● **EXERCISE GOAL**: In the forum thread about Walker's shooting, list each player in the "2-pt FG%" table with the percentage shown for him.

● **GIVEN TEXT**:
#####

# Antione Walker Fact



## mavsman (Jun 11, 2003)

I was taking a look at the Mavericks stats and noticed an interesting
fact about Antione Walker.

We all think this guy is a terrible shooter right? We watched the
games. He throws up alot of bricks.

Well if you remove 3 point shots from the equation he shoots
non-3 pointers at 58%. This it turns out is second only to Dirk
who shoots inside the 3 point line at 59%.

2-pt FG%

Dirk 59%
Walker 58%
Jamison 54%
Daniels 51%
Nash 50%
Finley 46%
Howard 45%

I am thinking that if you forbid this guy from taking 3-pointer that
he is not so bad. You would have to threaten playing time if he
takes 3-pointers. If Bradley was put on the court and he jacked
up a 3-pointer Nelson would yank him out of the game so fast
that your head would spin.

Whoever has Walker next year and I still hope it is not the Mavs,
should take this tact with Walker and I actually think he would be
a much better player.

Anyway for me this was quite a suprise.


----------



## shazha (Nov 20, 2002)

Exactly! Ive been saying this for a while, but antoines post game is terriffic! Especially his passing out of the post to cutters, im standing by my oppion of him being the best passing big man in the league. Yes above webber, and edges out vlade. 

The only other thing is, you cant really stop him from taking threes, he loves them, and it kind of opens up the rest of the game for him because it keeps defenders honest.

#####

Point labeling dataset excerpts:
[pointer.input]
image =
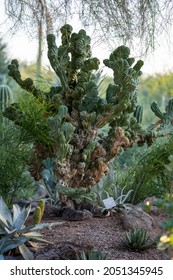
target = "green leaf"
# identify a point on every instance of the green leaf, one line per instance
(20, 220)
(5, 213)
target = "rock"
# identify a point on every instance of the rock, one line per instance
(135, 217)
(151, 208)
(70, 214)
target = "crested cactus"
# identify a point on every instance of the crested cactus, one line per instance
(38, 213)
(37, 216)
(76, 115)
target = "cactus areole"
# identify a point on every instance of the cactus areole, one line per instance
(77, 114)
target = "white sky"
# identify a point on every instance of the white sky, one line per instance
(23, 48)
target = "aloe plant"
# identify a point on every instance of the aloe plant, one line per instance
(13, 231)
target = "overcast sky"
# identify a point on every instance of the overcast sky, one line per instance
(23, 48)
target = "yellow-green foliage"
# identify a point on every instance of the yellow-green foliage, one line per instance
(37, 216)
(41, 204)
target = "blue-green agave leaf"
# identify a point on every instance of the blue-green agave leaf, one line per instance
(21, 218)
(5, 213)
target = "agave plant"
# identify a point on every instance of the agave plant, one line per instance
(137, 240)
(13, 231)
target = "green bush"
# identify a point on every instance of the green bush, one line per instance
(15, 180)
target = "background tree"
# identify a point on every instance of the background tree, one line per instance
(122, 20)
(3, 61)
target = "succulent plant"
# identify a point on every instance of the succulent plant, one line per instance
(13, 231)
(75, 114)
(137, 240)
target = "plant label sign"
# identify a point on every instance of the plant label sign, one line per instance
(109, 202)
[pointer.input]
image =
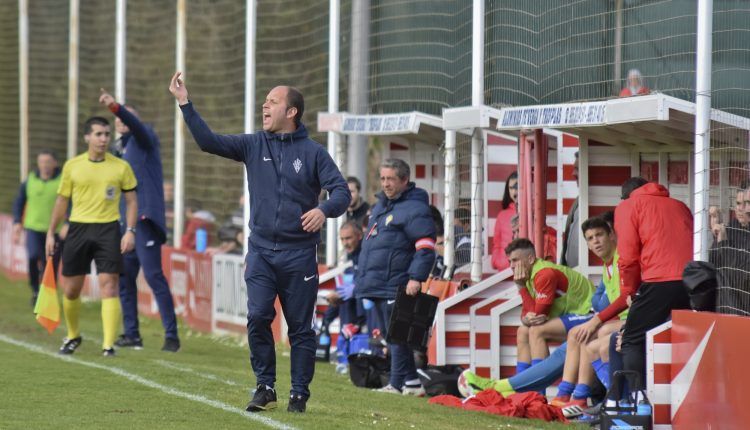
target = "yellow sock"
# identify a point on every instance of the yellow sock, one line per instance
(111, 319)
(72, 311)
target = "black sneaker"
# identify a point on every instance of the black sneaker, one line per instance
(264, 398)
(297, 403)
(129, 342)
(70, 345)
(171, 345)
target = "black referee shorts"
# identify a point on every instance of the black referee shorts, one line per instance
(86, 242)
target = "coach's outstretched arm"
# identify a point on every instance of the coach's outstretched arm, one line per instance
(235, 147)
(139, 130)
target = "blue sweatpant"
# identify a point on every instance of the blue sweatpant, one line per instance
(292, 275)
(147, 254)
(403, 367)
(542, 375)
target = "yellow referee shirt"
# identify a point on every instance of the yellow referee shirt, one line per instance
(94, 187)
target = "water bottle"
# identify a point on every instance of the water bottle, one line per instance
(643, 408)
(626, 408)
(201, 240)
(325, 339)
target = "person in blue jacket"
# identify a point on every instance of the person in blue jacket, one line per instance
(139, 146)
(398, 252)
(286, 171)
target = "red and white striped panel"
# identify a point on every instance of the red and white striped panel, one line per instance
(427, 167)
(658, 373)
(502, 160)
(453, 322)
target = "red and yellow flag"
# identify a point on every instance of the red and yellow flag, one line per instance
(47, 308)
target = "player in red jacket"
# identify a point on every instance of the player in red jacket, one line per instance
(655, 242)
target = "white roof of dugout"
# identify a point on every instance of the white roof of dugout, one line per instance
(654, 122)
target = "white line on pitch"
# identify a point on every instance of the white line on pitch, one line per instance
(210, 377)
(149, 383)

#####

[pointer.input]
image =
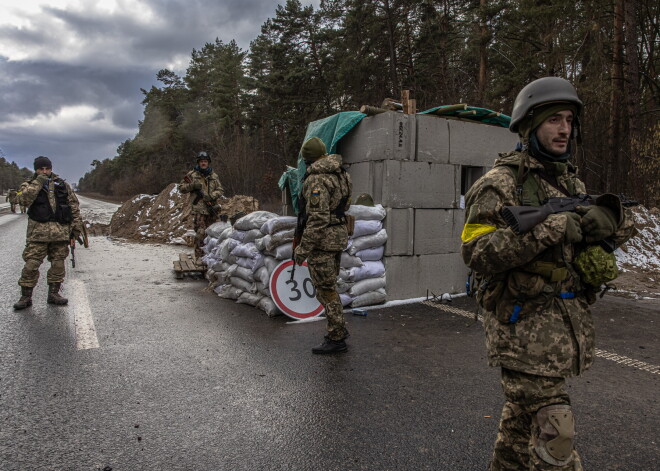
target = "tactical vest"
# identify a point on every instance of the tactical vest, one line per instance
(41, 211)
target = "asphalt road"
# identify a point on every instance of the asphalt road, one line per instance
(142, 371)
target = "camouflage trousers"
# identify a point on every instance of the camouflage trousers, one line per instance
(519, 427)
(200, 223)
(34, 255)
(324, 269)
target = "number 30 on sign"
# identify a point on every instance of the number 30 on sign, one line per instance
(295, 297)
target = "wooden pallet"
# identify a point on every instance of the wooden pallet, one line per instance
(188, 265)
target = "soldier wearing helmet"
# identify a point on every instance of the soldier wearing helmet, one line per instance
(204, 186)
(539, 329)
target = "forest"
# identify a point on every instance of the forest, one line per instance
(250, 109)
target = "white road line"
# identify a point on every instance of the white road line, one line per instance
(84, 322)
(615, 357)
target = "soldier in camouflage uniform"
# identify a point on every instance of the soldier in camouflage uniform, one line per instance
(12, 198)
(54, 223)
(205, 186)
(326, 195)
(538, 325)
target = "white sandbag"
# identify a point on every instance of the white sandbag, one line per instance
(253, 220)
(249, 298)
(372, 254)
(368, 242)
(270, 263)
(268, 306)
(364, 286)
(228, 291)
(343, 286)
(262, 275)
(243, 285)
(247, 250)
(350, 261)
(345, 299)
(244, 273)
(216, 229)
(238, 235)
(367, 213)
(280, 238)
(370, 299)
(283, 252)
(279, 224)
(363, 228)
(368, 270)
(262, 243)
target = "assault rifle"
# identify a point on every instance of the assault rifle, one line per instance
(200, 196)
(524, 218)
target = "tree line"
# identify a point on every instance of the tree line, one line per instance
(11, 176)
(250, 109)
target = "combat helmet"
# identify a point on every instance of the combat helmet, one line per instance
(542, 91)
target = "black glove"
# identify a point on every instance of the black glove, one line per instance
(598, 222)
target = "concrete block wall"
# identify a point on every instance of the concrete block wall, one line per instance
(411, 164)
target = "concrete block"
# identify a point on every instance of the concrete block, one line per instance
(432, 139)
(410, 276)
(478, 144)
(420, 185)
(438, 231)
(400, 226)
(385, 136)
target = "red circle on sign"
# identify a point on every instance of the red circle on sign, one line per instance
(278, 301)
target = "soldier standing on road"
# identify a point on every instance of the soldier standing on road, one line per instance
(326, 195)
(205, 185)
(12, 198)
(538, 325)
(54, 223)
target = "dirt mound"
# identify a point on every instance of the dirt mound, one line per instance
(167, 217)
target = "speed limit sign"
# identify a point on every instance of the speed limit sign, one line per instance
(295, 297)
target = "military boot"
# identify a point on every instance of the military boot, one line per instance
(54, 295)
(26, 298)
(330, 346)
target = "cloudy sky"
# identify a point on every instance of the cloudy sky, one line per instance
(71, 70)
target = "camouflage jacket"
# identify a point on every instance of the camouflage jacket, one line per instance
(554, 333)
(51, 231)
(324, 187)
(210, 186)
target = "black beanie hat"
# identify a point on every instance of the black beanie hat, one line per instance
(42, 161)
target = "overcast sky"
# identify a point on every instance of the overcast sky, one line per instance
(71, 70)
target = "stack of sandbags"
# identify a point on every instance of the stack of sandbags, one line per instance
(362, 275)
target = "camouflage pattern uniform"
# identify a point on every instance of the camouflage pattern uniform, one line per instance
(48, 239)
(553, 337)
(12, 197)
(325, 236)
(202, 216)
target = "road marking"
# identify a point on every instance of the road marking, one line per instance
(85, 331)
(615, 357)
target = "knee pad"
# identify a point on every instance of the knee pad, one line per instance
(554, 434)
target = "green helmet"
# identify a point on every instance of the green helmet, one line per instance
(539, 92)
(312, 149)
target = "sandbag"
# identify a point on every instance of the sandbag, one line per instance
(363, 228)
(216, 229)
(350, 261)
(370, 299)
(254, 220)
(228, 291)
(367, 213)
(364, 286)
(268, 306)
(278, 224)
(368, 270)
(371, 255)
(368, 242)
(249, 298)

#####

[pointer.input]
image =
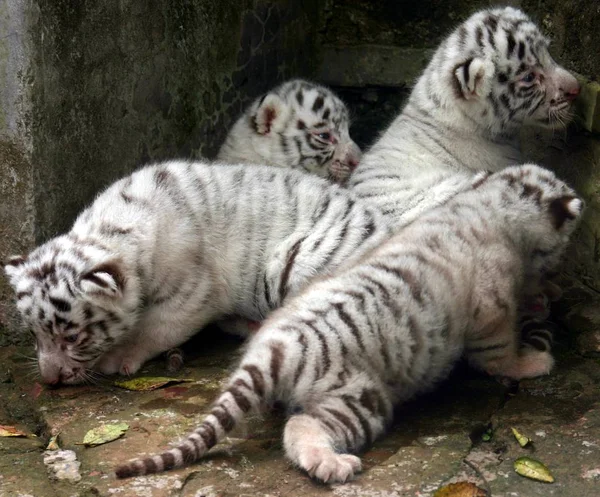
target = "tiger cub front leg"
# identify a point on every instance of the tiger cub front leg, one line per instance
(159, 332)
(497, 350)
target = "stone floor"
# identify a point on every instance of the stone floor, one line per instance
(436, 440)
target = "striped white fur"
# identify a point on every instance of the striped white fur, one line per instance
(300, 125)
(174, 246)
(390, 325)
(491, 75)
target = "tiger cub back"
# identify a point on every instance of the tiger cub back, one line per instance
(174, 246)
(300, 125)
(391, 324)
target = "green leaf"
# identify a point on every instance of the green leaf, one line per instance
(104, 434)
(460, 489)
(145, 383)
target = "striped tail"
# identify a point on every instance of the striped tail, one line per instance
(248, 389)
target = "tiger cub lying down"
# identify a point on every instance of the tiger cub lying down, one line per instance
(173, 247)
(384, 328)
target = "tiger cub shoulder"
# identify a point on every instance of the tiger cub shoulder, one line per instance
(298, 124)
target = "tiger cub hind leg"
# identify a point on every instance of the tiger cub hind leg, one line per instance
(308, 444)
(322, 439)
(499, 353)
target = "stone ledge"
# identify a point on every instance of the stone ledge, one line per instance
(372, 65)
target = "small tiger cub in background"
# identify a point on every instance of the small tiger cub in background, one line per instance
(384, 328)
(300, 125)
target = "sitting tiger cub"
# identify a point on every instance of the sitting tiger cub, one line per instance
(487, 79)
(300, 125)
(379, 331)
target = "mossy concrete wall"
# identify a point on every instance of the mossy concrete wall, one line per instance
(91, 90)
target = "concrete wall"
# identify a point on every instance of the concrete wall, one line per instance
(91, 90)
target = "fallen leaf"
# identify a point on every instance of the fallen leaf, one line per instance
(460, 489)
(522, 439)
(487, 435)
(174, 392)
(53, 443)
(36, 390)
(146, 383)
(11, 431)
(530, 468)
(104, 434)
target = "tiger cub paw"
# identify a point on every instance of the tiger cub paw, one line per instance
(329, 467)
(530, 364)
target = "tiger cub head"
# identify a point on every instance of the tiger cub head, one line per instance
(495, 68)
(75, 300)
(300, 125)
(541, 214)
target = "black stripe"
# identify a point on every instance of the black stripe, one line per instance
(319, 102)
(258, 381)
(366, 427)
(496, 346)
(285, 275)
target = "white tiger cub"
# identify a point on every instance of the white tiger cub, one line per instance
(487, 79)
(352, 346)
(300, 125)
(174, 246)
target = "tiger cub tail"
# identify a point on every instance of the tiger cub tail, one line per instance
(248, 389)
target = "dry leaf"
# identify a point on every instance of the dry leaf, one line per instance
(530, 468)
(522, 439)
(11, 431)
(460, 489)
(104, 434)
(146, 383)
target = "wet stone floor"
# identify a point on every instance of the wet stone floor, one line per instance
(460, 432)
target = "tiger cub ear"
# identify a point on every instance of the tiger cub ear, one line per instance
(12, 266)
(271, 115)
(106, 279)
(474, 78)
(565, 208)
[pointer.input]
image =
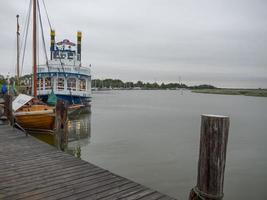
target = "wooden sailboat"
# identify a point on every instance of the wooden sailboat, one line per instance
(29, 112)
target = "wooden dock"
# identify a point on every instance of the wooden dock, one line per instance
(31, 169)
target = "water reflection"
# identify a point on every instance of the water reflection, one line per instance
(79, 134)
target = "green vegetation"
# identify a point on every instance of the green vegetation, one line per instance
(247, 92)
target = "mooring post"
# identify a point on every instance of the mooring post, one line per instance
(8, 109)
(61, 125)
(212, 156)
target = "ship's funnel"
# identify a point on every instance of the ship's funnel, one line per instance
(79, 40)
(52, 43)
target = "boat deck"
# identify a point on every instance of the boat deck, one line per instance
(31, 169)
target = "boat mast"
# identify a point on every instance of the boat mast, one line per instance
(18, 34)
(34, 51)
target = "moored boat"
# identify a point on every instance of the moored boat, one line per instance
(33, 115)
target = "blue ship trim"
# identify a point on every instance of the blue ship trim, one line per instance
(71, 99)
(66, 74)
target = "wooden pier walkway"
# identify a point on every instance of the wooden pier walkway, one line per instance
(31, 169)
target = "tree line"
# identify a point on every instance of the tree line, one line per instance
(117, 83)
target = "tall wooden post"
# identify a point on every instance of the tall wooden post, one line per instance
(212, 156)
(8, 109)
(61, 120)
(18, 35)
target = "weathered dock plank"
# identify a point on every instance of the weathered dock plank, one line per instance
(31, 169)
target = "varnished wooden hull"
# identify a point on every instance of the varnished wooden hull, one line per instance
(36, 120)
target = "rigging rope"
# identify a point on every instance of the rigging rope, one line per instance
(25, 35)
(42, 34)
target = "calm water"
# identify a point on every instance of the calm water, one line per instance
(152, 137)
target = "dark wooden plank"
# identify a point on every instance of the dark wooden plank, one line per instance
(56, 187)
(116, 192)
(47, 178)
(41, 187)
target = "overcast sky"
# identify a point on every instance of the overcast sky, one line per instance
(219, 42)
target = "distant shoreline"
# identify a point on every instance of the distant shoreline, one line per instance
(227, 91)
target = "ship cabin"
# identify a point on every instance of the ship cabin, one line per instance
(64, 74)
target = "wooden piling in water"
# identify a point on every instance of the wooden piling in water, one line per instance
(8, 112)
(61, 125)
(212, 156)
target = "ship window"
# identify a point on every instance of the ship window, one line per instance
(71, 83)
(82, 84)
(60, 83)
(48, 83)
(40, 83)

#####

● **WRITTEN RESPONSE**:
Dirk: 59%
Walker: 58%
Jamison: 54%
Daniels: 51%
Nash: 50%
Finley: 46%
Howard: 45%